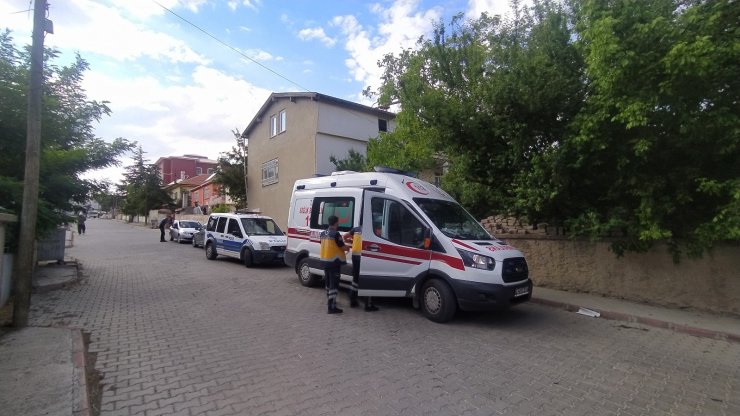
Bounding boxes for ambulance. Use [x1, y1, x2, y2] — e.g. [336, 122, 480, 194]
[285, 168, 532, 322]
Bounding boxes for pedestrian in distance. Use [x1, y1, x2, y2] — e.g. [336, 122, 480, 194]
[159, 214, 172, 243]
[320, 215, 349, 314]
[344, 227, 378, 312]
[77, 211, 87, 235]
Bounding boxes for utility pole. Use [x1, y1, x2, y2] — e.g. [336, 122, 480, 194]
[13, 0, 46, 328]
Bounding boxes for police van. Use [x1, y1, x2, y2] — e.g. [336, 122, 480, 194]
[203, 213, 287, 267]
[285, 168, 532, 322]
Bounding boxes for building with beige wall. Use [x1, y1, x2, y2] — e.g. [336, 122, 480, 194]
[242, 92, 395, 227]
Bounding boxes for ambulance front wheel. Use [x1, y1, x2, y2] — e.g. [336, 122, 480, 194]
[298, 257, 320, 287]
[420, 279, 457, 323]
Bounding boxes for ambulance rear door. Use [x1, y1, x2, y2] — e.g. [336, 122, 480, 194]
[359, 190, 431, 297]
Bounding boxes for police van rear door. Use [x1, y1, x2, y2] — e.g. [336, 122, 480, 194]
[359, 190, 431, 297]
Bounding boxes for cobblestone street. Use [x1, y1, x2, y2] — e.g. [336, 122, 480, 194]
[31, 219, 740, 416]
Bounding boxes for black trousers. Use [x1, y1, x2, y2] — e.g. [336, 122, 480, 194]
[324, 261, 342, 309]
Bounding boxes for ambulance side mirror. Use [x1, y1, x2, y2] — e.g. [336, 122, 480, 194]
[424, 228, 432, 250]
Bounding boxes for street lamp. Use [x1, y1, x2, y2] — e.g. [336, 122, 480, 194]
[234, 136, 249, 209]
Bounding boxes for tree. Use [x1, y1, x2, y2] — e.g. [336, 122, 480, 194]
[549, 0, 740, 258]
[329, 149, 368, 172]
[368, 0, 740, 259]
[213, 129, 247, 208]
[368, 1, 584, 215]
[119, 146, 173, 218]
[0, 30, 132, 250]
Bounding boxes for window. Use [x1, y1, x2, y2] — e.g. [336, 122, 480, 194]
[311, 197, 355, 231]
[378, 118, 388, 131]
[226, 218, 242, 237]
[216, 217, 228, 233]
[270, 110, 288, 137]
[262, 159, 278, 186]
[370, 198, 424, 248]
[278, 110, 287, 133]
[270, 114, 277, 137]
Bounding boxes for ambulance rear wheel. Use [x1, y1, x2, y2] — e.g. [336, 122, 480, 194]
[242, 249, 254, 267]
[298, 257, 320, 287]
[206, 242, 218, 260]
[420, 279, 457, 323]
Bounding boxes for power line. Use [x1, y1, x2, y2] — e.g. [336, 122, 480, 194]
[152, 0, 311, 92]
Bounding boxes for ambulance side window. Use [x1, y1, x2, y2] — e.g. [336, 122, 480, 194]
[216, 217, 228, 233]
[227, 218, 242, 237]
[370, 198, 424, 248]
[311, 197, 355, 232]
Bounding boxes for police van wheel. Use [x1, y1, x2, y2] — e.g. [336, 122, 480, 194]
[421, 279, 457, 323]
[206, 243, 218, 260]
[242, 249, 254, 267]
[298, 257, 319, 287]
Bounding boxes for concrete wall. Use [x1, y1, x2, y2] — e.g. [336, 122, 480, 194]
[498, 235, 740, 315]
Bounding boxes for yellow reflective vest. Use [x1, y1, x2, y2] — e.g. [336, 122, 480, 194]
[319, 229, 347, 263]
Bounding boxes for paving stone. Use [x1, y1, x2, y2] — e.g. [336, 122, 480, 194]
[31, 220, 740, 416]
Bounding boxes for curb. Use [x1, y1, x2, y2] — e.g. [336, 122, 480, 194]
[71, 329, 90, 416]
[531, 297, 740, 343]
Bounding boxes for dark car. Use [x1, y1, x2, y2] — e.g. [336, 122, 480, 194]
[170, 220, 203, 243]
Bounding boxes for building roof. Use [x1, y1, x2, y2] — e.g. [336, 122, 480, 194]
[165, 173, 215, 188]
[242, 92, 396, 138]
[154, 155, 218, 165]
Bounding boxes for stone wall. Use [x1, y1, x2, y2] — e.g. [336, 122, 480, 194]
[500, 236, 740, 316]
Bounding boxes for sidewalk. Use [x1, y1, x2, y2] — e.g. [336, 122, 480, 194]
[0, 259, 740, 416]
[532, 287, 740, 342]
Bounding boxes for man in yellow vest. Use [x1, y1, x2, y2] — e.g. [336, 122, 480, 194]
[319, 215, 349, 314]
[344, 227, 378, 312]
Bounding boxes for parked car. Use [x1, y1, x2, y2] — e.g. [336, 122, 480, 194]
[205, 213, 287, 267]
[170, 220, 203, 243]
[193, 228, 206, 248]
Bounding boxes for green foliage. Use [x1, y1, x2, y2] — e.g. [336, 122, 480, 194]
[118, 146, 173, 216]
[329, 149, 369, 172]
[368, 0, 740, 259]
[0, 30, 132, 250]
[213, 130, 247, 208]
[211, 204, 231, 213]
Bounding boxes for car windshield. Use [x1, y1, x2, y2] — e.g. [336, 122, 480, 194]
[242, 218, 283, 235]
[414, 198, 493, 240]
[180, 221, 200, 228]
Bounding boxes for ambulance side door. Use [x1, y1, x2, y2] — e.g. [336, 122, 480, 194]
[359, 191, 431, 297]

> What is needed: Recast every line of the records above as a Markdown table with the columns "Number" and "Line," numbering the rows in order and omitting blank lines. Leave the pictures out of the table.

> Answer for the task:
| Number | Line |
|---|---|
| 1 | Bounding boxes for ambulance. Use [x1, y1, x2, y2] — e.g. [336, 122, 480, 194] |
| 2 | [285, 168, 532, 322] |
| 3 | Bounding boxes for pedestrian in distance. Use [x1, y1, x2, y2] — e.g. [336, 122, 480, 194] |
| 4 | [159, 214, 172, 243] |
| 5 | [320, 215, 349, 314] |
| 6 | [344, 227, 378, 312] |
| 7 | [77, 211, 87, 235] |
| 8 | Bounding boxes for utility pole. Use [x1, y1, x2, y2] — e.g. [336, 122, 480, 194] |
| 9 | [13, 0, 46, 328] |
| 10 | Bounding boxes for police van. Use [x1, y1, x2, y2] — e.g. [336, 122, 480, 194] |
| 11 | [203, 213, 287, 267] |
| 12 | [285, 168, 532, 322] |
| 13 | Bounding boxes for building with beige wall. Use [x1, y1, x2, y2] — e.g. [336, 122, 480, 194] |
| 14 | [242, 92, 395, 227] |
| 15 | Bounding boxes for ambulance front wheel. Use [x1, y1, x2, y2] — e.g. [336, 122, 480, 194] |
| 16 | [298, 257, 320, 287] |
| 17 | [420, 279, 457, 323] |
| 18 | Bounding boxes for ambulance rear door. Use [x1, y1, x2, y2] — e.g. [336, 122, 480, 194] |
| 19 | [359, 190, 431, 297] |
| 20 | Bounding boxes for police van rear door. Use [x1, y1, x2, y2] — e.g. [336, 122, 480, 194] |
| 21 | [359, 190, 431, 297] |
| 22 | Bounding boxes for cobblestone street. Use [x1, y1, x2, y2] — e.g. [336, 122, 480, 194] |
| 23 | [31, 219, 740, 416] |
| 24 | Bounding boxes for black trousers. Use [x1, y1, x2, y2] — e.g. [336, 122, 480, 194] |
| 25 | [324, 261, 342, 309] |
| 26 | Bounding boxes for ambulance side mirror. Use [x1, y1, x2, y2] — e.g. [336, 122, 480, 194] |
| 27 | [424, 228, 432, 250] |
| 28 | Bounding boxes for street lamp. Use [x1, y1, x2, y2] — e.g. [336, 122, 480, 194] |
| 29 | [234, 136, 249, 209] |
| 30 | Bounding boxes for tree. Use [x1, y1, x2, y2] — e.g. [336, 122, 480, 194] |
| 31 | [549, 0, 740, 258] |
| 32 | [329, 149, 368, 172] |
| 33 | [368, 0, 740, 259] |
| 34 | [213, 129, 247, 208] |
| 35 | [368, 1, 584, 215] |
| 36 | [119, 146, 173, 218] |
| 37 | [0, 30, 132, 250] |
| 38 | Bounding boxes for window. Use [x1, y1, x2, y2] — e.g. [336, 122, 480, 194] |
| 39 | [311, 197, 355, 231] |
| 40 | [378, 118, 388, 131] |
| 41 | [226, 218, 242, 237] |
| 42 | [216, 217, 228, 233] |
| 43 | [270, 110, 288, 137] |
| 44 | [262, 159, 278, 186] |
| 45 | [370, 198, 424, 248] |
| 46 | [278, 110, 287, 133] |
| 47 | [270, 114, 277, 137] |
| 48 | Bounding boxes for ambulance rear wheel. Use [x1, y1, x2, y2] — e.g. [336, 122, 480, 194] |
| 49 | [242, 249, 254, 267] |
| 50 | [298, 257, 320, 287] |
| 51 | [206, 242, 218, 260] |
| 52 | [420, 279, 457, 323] |
| 53 | Bounding boxes for power line. Use [x1, y1, x2, y2] — e.g. [336, 122, 480, 194] |
| 54 | [152, 0, 311, 92] |
| 55 | Bounding boxes for ambulance side window. Use [x1, y1, x2, y2] — e.g. [336, 122, 480, 194] |
| 56 | [216, 217, 228, 233] |
| 57 | [227, 218, 242, 237] |
| 58 | [370, 198, 424, 248] |
| 59 | [311, 197, 355, 232] |
| 60 | Bounding boxes for police van wheel. Use [x1, y1, x2, y2] — e.g. [336, 122, 480, 194] |
| 61 | [421, 279, 457, 323] |
| 62 | [206, 243, 218, 260] |
| 63 | [242, 249, 254, 267] |
| 64 | [298, 257, 319, 287] |
| 65 | Bounding boxes for concrete wall. Use [x1, y1, x2, y2] — e.g. [336, 122, 480, 194] |
| 66 | [498, 235, 740, 315] |
| 67 | Bounding boxes for yellow reflective vest. Use [x1, y1, x2, y2] — e.g. [336, 122, 480, 194] |
| 68 | [319, 229, 347, 263] |
| 69 | Bounding boxes for paving stone. Use [x1, y1, x2, y2] — e.g. [336, 122, 480, 194] |
| 70 | [31, 220, 740, 416] |
| 71 | Bounding boxes for curb. Use [x1, y1, x2, y2] — e.g. [336, 122, 480, 194] |
| 72 | [71, 329, 90, 416] |
| 73 | [531, 297, 740, 343] |
| 74 | Bounding boxes for dark car. Use [x1, y1, x2, y2] — e.g. [336, 122, 480, 194] |
| 75 | [170, 220, 203, 243] |
| 76 | Bounding boxes for building roof. Use [x1, y1, x2, y2] — e.g. [336, 122, 480, 194] |
| 77 | [165, 173, 215, 188] |
| 78 | [242, 92, 396, 138] |
| 79 | [154, 155, 218, 165] |
| 80 | Bounding boxes for stone wall. Use [x1, y1, x2, y2] — e.g. [336, 122, 480, 194] |
| 81 | [500, 236, 740, 316] |
| 82 | Bounding boxes for sidewalk. Use [x1, y1, x2, y2] — e.g. [336, 122, 480, 194] |
| 83 | [0, 259, 740, 416] |
| 84 | [532, 287, 740, 342] |
| 85 | Bounding boxes for man in yellow vest. Use [x1, y1, x2, y2] — e.g. [336, 122, 480, 194] |
| 86 | [319, 215, 349, 314] |
| 87 | [344, 227, 378, 312] |
| 88 | Bounding boxes for parked car. Use [x1, y1, x2, y2] — e.g. [336, 122, 480, 194] |
| 89 | [205, 213, 287, 267] |
| 90 | [170, 220, 203, 243] |
| 91 | [193, 228, 206, 248] |
| 92 | Bounding boxes for green foliage. Use [x1, y1, x2, y2] — e.g. [336, 122, 480, 194] |
| 93 | [118, 146, 173, 216] |
| 94 | [329, 149, 369, 172] |
| 95 | [368, 0, 740, 259] |
| 96 | [0, 30, 132, 250] |
| 97 | [213, 130, 247, 208] |
| 98 | [211, 204, 231, 213] |
| 99 | Bounding boxes for car windshield. Use [x1, y1, x2, y2] — e.g. [336, 122, 480, 194] |
| 100 | [242, 218, 283, 235] |
| 101 | [414, 198, 493, 240] |
| 102 | [180, 221, 200, 228] |
| 103 | Bounding boxes for ambulance side door. Use [x1, y1, x2, y2] — e.g. [336, 122, 480, 194] |
| 104 | [359, 191, 431, 297] |